- Problem to work on
From the text below on Cindy Sherman's self-portraits, output word for word the passage that begins with the words containing "Long before selfies" and ends with "but identity itself.".
::: Given text
Long before selfies started dominating Instagram feeds, photographer Cindy Sherman was taking pictures of herself dressed as damsels in distress, classic Hollywood actresses, historical figures, and even clowns and corpses.
These stunning transformations—made possible by Sherman acting simultaneously as model, photographer, stylist, hairdresser and makeup artist—are the subject of a new retrospective at the Fondation Louis Vuitton in Paris. As Jonathon Keats writes for Forbes, the show spotlights an artist whose subject is often “herself as somebody else,” caught in a moment of masquerade that highlights the illusory nature of not only photography, but identity itself.
Over the past 45 years, Sherman has taken hundreds of self-portraits in settings both real and imagined, from tiled Mediterranean courtyards to the empty streets of downtown Manhattan. Donning press-on nails, bleached wigs, intricate makeup and similarly appearance-altering aids, the photographer assumes personas with chameleon-like ease; though her methods have changed over the decades, Sherman’s underlying goal—presenting a novel critique of female representation in photography—has remained unchanged since she began her career in the 1970s.
::::::
::: Raw data
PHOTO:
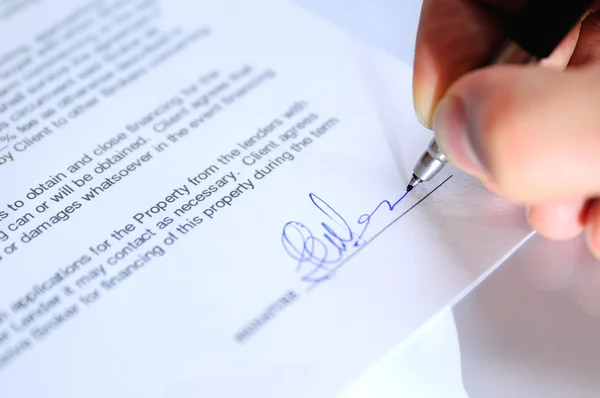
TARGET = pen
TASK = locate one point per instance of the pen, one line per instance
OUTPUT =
(531, 36)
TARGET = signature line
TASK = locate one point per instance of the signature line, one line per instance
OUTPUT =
(351, 256)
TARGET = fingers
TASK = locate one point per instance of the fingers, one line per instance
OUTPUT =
(534, 132)
(454, 37)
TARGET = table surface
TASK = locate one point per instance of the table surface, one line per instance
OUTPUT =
(524, 332)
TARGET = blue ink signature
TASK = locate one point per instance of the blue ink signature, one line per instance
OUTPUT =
(318, 255)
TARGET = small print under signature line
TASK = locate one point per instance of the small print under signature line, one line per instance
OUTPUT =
(319, 256)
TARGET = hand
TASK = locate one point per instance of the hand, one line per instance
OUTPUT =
(531, 134)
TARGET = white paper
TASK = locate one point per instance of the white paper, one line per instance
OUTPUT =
(217, 307)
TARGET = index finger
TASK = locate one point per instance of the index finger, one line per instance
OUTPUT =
(454, 37)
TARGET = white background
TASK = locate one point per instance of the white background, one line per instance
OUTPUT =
(523, 333)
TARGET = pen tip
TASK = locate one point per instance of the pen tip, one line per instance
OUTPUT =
(413, 183)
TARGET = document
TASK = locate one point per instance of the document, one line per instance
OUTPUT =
(207, 199)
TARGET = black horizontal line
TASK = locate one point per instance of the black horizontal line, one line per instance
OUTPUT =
(351, 256)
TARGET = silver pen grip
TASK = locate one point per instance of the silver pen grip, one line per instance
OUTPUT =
(431, 163)
(433, 160)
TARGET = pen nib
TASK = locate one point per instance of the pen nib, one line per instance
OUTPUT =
(413, 183)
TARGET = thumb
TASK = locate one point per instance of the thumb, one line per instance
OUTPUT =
(534, 133)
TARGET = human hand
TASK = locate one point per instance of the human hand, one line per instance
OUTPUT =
(531, 135)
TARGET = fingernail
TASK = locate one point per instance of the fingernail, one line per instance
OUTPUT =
(455, 135)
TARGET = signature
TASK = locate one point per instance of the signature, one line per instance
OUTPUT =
(318, 254)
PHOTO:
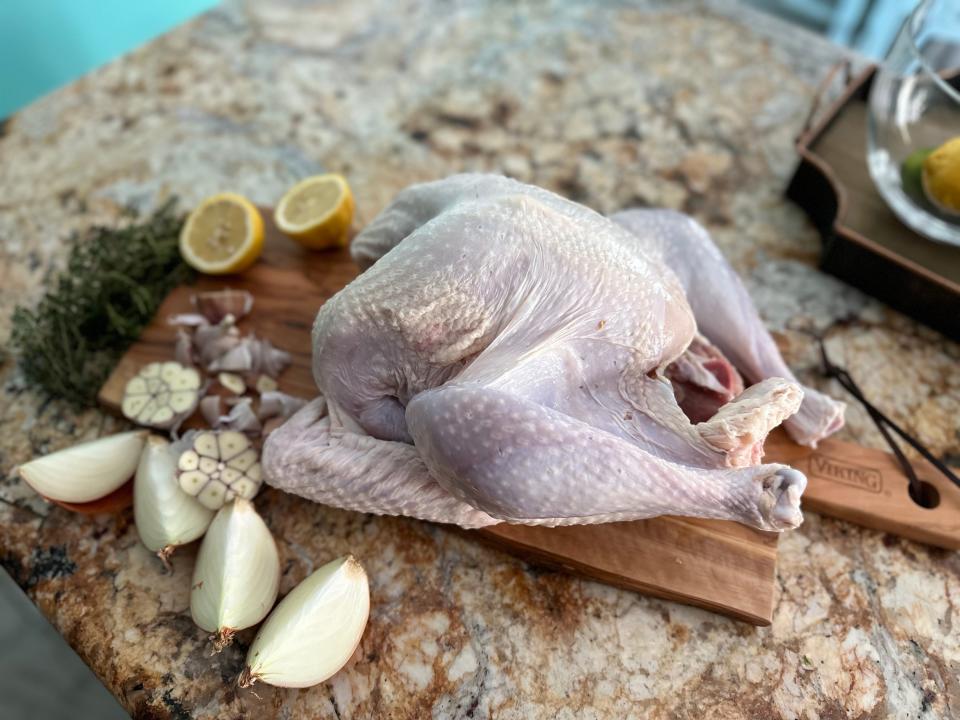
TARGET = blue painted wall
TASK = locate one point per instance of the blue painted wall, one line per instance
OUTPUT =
(47, 43)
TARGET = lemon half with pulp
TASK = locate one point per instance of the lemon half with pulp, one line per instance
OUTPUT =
(223, 235)
(317, 212)
(941, 177)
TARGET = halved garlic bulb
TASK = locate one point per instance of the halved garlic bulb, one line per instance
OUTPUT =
(165, 516)
(218, 467)
(237, 575)
(88, 471)
(161, 394)
(314, 630)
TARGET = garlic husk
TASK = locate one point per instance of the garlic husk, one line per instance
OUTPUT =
(237, 575)
(265, 383)
(88, 471)
(217, 304)
(314, 630)
(233, 383)
(165, 516)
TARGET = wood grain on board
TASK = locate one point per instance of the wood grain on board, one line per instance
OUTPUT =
(721, 566)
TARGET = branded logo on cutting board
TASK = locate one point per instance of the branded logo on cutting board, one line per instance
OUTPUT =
(857, 476)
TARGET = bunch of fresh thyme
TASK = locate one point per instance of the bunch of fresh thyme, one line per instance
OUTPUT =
(113, 282)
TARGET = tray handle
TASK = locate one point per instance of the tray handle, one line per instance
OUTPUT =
(844, 66)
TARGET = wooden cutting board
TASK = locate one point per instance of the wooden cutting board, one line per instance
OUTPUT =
(718, 565)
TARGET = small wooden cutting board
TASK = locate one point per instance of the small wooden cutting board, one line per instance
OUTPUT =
(722, 566)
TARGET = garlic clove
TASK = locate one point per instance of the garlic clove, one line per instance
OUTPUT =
(314, 630)
(161, 395)
(165, 516)
(233, 383)
(237, 575)
(218, 466)
(85, 472)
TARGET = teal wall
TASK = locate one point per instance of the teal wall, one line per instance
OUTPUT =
(47, 43)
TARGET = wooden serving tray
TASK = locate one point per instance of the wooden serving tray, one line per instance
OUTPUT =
(718, 565)
(864, 243)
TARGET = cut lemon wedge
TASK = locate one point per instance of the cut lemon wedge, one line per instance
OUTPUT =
(941, 177)
(317, 212)
(223, 235)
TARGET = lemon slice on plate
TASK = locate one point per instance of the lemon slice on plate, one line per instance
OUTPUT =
(223, 235)
(317, 212)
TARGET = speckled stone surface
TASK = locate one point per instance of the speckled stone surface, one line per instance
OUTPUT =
(690, 105)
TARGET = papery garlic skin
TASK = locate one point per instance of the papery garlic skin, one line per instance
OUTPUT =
(314, 630)
(237, 575)
(165, 515)
(88, 471)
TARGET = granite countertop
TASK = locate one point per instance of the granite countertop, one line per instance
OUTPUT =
(690, 105)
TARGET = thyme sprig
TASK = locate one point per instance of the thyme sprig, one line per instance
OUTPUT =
(111, 286)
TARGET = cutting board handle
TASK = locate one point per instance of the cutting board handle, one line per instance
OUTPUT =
(867, 487)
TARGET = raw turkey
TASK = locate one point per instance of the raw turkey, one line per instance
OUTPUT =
(509, 355)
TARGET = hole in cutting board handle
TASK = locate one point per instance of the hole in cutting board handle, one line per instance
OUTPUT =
(929, 496)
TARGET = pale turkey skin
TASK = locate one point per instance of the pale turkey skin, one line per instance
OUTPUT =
(504, 361)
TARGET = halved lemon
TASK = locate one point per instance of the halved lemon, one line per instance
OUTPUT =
(317, 212)
(223, 235)
(941, 177)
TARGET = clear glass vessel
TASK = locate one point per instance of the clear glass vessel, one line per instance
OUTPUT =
(914, 108)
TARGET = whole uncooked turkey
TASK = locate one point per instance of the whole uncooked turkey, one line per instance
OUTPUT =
(509, 355)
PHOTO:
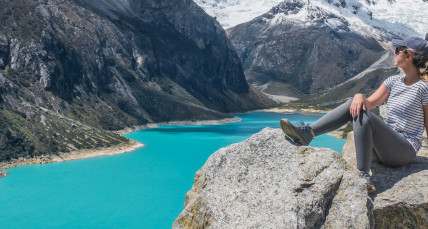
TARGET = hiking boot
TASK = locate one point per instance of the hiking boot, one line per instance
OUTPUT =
(302, 134)
(370, 187)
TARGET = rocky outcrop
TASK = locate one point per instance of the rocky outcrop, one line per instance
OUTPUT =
(401, 198)
(267, 182)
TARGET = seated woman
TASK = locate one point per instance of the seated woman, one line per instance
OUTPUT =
(396, 141)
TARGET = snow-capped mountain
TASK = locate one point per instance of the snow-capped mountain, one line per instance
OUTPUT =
(367, 17)
(303, 45)
(233, 12)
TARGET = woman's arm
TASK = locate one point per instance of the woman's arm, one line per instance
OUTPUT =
(360, 102)
(426, 117)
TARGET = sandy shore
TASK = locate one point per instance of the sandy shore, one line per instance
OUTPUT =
(130, 146)
(304, 111)
(178, 123)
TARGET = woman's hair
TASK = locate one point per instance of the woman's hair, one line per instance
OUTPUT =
(420, 62)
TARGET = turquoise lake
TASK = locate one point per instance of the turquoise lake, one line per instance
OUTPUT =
(142, 189)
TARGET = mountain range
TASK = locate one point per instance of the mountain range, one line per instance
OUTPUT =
(71, 71)
(304, 49)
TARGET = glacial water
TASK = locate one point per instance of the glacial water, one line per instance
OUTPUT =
(142, 189)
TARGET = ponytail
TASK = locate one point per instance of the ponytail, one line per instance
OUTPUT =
(424, 73)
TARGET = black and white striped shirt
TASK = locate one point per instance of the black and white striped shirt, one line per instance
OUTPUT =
(405, 108)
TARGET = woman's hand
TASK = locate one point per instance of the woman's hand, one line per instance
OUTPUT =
(357, 103)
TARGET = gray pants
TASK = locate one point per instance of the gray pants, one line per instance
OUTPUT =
(373, 137)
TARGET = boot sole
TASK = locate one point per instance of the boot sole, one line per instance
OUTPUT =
(288, 130)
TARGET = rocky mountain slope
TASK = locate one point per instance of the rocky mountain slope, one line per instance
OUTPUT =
(296, 43)
(268, 182)
(72, 69)
(314, 45)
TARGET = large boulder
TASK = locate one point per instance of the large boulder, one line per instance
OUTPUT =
(401, 198)
(268, 182)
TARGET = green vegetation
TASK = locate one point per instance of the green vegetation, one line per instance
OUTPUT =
(45, 133)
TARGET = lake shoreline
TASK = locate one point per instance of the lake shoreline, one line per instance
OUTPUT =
(132, 145)
(126, 147)
(179, 123)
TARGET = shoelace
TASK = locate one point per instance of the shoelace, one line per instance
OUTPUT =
(365, 175)
(302, 125)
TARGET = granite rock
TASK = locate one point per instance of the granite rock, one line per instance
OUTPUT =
(268, 182)
(401, 198)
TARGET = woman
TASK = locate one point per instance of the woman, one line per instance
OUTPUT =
(396, 141)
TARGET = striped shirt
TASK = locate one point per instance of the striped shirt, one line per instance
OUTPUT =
(405, 108)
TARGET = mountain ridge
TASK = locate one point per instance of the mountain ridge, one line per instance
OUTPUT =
(65, 62)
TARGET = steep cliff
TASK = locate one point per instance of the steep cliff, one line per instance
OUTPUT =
(69, 70)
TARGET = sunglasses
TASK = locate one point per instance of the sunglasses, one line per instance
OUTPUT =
(400, 49)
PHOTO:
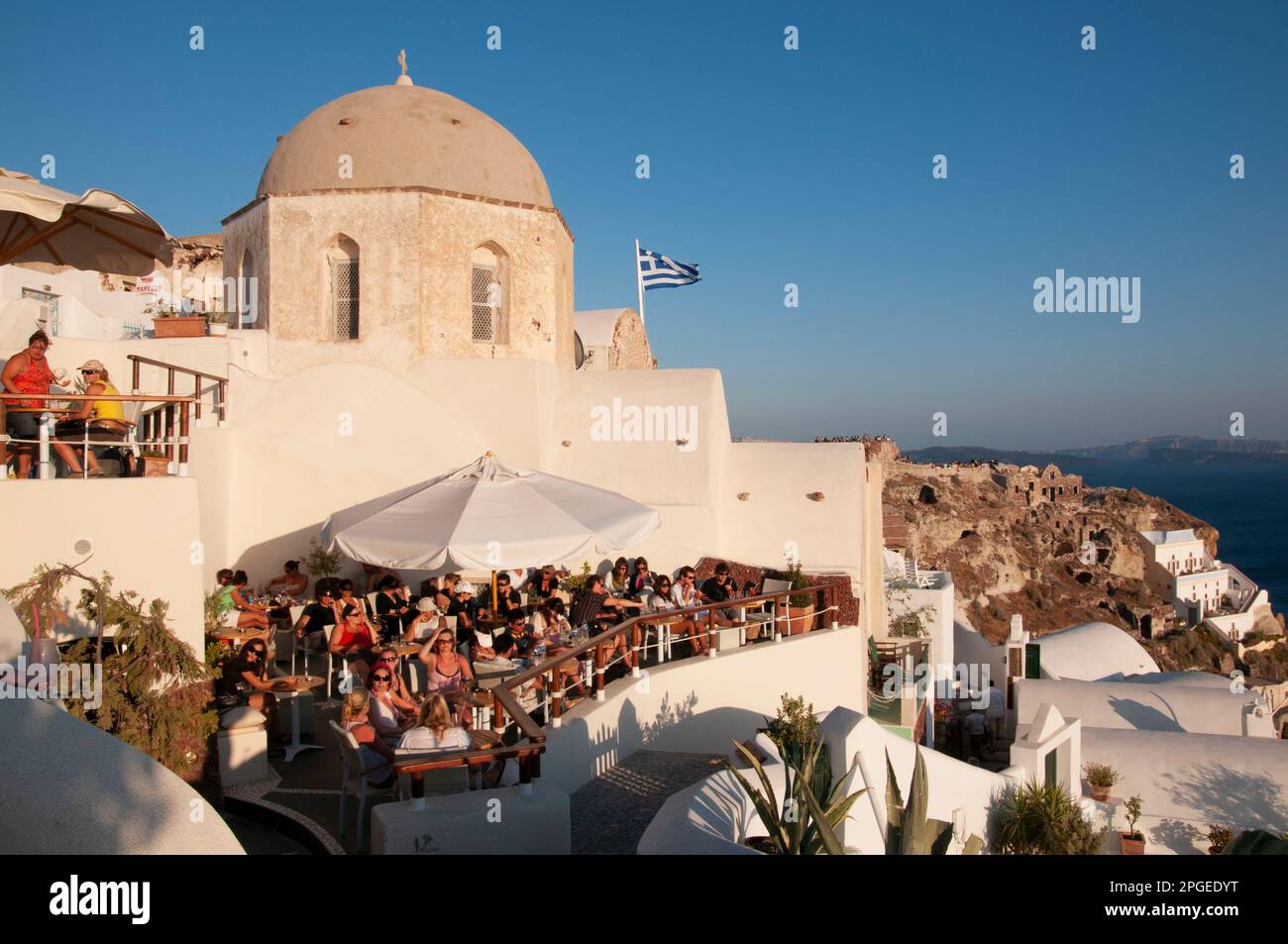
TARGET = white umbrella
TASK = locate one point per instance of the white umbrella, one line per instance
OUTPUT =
(97, 231)
(488, 515)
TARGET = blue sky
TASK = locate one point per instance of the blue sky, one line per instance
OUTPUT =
(773, 166)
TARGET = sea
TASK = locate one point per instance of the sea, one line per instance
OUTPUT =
(1247, 502)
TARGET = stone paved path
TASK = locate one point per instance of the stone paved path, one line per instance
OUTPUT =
(610, 813)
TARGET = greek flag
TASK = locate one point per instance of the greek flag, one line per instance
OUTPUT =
(662, 271)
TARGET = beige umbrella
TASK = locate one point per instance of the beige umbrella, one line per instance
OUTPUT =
(97, 231)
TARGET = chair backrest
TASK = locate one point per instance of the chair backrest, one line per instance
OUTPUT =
(349, 752)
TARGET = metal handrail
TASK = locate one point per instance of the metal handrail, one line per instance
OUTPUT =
(528, 754)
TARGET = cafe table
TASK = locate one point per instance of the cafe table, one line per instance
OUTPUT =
(291, 689)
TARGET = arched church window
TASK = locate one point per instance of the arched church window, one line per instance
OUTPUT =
(344, 295)
(248, 297)
(488, 295)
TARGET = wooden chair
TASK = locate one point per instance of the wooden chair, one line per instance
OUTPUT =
(353, 780)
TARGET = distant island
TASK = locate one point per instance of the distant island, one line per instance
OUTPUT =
(1177, 450)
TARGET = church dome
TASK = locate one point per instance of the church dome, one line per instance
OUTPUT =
(404, 136)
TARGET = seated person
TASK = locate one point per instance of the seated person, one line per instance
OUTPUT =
(719, 588)
(393, 609)
(426, 622)
(316, 621)
(290, 582)
(544, 584)
(436, 729)
(662, 600)
(589, 609)
(347, 597)
(642, 582)
(250, 616)
(352, 639)
(390, 713)
(550, 627)
(506, 596)
(462, 608)
(99, 419)
(375, 755)
(244, 682)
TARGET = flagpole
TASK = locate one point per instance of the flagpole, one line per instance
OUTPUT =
(639, 279)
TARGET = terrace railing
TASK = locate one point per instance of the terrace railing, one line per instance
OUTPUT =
(507, 711)
(172, 445)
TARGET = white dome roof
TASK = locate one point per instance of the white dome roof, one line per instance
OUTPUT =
(404, 136)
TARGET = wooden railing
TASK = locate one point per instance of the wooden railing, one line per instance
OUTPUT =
(527, 752)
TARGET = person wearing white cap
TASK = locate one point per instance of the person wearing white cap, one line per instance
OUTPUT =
(104, 416)
(428, 621)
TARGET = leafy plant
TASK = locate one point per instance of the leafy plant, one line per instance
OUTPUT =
(910, 621)
(579, 582)
(321, 562)
(812, 809)
(1043, 819)
(1100, 775)
(794, 730)
(1257, 842)
(910, 831)
(1133, 816)
(155, 691)
(798, 579)
(1219, 837)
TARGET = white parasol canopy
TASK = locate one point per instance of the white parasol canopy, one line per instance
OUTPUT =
(488, 515)
(97, 231)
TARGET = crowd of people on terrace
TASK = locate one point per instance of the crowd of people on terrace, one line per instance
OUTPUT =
(458, 634)
(99, 420)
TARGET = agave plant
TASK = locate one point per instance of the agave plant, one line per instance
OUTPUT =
(812, 809)
(909, 828)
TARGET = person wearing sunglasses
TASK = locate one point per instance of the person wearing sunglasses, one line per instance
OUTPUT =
(446, 670)
(352, 639)
(389, 660)
(436, 729)
(389, 713)
(244, 682)
(375, 754)
(665, 599)
(426, 623)
(101, 417)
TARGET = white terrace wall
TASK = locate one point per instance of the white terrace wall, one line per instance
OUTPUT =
(72, 789)
(703, 703)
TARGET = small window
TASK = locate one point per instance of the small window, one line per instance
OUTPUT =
(488, 291)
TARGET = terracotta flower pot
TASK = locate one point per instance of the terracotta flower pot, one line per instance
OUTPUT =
(802, 620)
(180, 326)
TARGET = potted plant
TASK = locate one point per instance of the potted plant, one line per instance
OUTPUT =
(168, 321)
(1043, 819)
(800, 607)
(154, 464)
(1219, 837)
(1100, 778)
(1133, 840)
(323, 566)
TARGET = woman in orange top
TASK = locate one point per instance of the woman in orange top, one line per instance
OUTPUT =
(29, 371)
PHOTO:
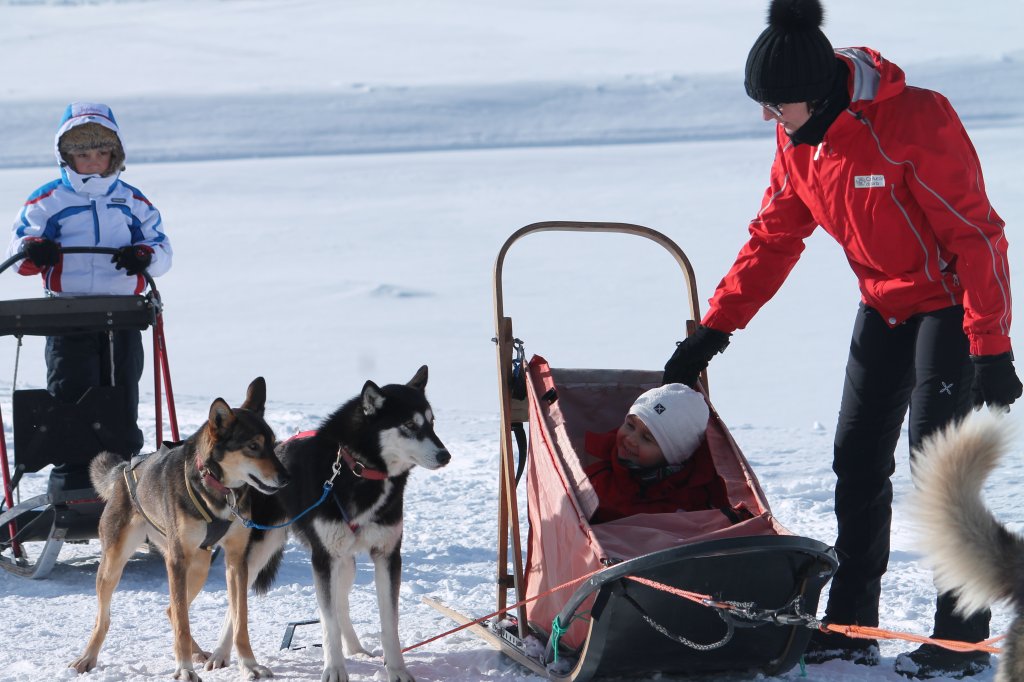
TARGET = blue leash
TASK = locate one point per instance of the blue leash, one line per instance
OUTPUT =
::::::
- Answer below
Long before selfies started dominating Instagram feeds, photographer Cindy Sherman was taking pictures of herself dressed as damsels in distress, classic Hollywood actresses, historical figures, and even clowns and corpses.
These stunning transformations—made possible by Sherman acting simultaneously as model, photographer, stylist, hairdresser and makeup artist—are the subject of a new retrospective at the Fondation Louis Vuitton in Paris. As Jonathon Keats writes for Forbes, the show spotlights an artist whose subject is often “herself as somebody else,” caught in a moment of masquerade that highlights the illusory nature of not only photography, but identity itself.